Requirements:
Please copy out the items below, swapping each "metal gate" for "iron gate" and leaving everything else untouched.
Begin Stored data
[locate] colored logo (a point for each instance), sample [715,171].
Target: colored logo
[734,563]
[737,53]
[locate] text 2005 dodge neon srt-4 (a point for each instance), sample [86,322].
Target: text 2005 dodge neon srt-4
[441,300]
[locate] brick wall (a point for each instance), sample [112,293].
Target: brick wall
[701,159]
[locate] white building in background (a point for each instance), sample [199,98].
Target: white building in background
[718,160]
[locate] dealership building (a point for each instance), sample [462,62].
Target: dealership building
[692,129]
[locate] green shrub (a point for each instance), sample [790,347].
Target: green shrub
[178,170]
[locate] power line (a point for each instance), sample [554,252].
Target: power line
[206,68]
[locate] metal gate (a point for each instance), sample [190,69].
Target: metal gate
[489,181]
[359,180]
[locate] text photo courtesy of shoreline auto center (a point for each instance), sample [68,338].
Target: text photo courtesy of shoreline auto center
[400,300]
End Stored data
Answer to this task:
[locate] colored logo (a point for each instance), sample [715,171].
Target: colored logo
[734,563]
[737,53]
[locate] text 2005 dodge neon srt-4 (a point for each instance), sample [86,322].
Target: text 2005 dodge neon srt-4
[441,300]
[locate] brick wall (a point for each instance), sample [112,293].
Target: brick wall
[701,159]
[locate] white building in background (a point for each instance), sample [199,98].
Target: white building in background
[718,160]
[locate] dealership building (a point for each instance), sample [462,62].
Target: dealership building
[692,129]
[locate] green shrub (a point for each instance), sample [790,347].
Target: green shrub
[178,170]
[locate] power line (a point for each instance), sample [554,252].
Target: power line
[206,68]
[locate] iron gate (a point for each instance), sample [190,69].
Target: iron gate
[489,181]
[359,180]
[locate] text photo courtesy of shoreline auto center (a point for each instance), sample [68,338].
Target: text photo courtesy of shoreline auto center
[400,300]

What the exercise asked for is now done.